[Start TEXT BLOCK]
Musicmystery -> RE: How JPMorgan Lost $17.5 Billion (5/14/2012 1:04:02 PM)

quote:

The "soft landing" nonsense is destroying more lives as people don't have the means to simply ride this out. At least with a crash, there would have been a reset and we'd have been able to start digging ourselves out.


However, your "reset" would have taken years. How exactly were people going to "have the means to simply ride this out" then?




Politesub53 -> RE: How JPMorgan Lost $17.5 Billion (5/14/2012 4:51:35 PM)


quote:

ORIGINAL: Musicmystery

quote:

The "soft landing" nonsense is destroying more lives as people don't have the means to simply ride this out. At least with a crash, there would have been a reset and we'd have been able to start digging ourselves out.


However, your "reset" would have taken years. How exactly were people going to "have the means to simply ride this out" then?


Im guessing he would have taken out a bank loan to tied him over.........Some irony right there huh !

[8D]




Yachtie -> RE: How JPMorgan Lost $17.5 Billion (5/14/2012 5:37:17 PM)

fr-

“JPMorgan is one of the best managed banks there is. Jamie Dimon, the head of it, is one of the smartest bankers we got and they still lost $2 billion and counting,” the president said. “We don’t know all the details. It’s going to be investigated, but this is why we passed Wall Street reform.”
[End TEXT BLOCK]
[Start PROVIDED RECORDS]
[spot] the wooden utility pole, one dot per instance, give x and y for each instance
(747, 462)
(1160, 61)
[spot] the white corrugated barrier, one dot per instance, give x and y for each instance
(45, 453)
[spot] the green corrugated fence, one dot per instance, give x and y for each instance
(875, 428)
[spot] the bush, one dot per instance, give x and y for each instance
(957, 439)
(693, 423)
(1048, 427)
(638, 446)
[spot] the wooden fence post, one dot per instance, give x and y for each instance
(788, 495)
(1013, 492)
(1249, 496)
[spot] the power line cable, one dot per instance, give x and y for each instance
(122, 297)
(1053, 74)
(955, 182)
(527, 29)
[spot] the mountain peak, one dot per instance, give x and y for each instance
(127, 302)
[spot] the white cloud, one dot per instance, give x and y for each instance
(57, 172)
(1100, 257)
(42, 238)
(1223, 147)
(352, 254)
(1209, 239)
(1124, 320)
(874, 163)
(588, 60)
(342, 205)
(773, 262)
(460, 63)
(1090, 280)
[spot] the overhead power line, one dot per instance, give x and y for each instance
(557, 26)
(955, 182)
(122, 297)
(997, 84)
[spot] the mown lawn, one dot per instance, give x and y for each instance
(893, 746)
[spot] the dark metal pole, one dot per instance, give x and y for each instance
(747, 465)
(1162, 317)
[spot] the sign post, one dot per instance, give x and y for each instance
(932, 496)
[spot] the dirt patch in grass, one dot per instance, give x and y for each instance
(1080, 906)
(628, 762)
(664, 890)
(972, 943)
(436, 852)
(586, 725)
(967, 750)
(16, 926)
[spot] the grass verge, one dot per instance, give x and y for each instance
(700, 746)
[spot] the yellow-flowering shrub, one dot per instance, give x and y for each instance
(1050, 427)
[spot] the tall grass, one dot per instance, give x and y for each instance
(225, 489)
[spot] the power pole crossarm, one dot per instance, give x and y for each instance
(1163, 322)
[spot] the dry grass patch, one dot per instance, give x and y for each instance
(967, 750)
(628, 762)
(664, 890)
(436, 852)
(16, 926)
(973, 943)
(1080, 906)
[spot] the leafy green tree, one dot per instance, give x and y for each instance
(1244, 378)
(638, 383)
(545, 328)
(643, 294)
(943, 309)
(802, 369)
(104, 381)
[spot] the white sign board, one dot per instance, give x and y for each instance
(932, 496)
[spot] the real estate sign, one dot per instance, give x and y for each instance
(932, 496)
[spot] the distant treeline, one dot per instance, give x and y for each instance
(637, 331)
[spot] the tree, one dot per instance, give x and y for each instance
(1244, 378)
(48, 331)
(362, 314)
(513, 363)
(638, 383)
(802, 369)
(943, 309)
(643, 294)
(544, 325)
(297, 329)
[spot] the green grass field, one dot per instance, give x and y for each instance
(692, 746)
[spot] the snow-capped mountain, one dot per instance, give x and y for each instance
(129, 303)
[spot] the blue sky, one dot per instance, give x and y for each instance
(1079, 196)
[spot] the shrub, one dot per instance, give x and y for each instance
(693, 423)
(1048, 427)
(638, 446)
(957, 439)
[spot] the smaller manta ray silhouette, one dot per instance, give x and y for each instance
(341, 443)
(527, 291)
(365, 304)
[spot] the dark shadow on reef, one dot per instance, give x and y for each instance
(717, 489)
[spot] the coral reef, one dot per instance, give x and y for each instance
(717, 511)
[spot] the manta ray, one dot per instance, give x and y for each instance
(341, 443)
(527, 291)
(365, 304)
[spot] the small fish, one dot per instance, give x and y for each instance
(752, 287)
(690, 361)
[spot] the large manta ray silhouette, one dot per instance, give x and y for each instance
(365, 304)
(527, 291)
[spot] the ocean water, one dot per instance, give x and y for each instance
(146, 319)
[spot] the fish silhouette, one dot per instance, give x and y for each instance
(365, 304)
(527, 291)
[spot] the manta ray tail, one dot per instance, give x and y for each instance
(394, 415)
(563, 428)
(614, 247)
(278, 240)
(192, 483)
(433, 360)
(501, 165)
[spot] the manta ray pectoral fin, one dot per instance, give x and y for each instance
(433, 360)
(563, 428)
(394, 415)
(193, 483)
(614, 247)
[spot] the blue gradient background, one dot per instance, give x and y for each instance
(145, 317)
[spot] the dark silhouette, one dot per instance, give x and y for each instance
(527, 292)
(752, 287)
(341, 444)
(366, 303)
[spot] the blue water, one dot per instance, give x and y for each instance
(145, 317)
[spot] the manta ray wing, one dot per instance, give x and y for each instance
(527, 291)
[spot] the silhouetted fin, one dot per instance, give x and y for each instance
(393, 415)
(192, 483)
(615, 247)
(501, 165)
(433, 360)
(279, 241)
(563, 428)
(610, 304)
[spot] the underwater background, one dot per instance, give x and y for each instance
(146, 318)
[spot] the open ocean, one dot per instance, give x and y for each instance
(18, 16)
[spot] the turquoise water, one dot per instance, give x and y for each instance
[End PROVIDED RECORDS]
GOAL OF THE EXERCISE =
Answer these about the forum thread:
1. Which user posted the reply at 4:51:35 PM?
2. According to Musicmystery, how long would the "reset" have taken?
3. In the quote Yachtie posts, how much does the president say JPMorgan lost?

FINAL RESULT =
1. Politesub53
2. Years
3. $2 billion and counting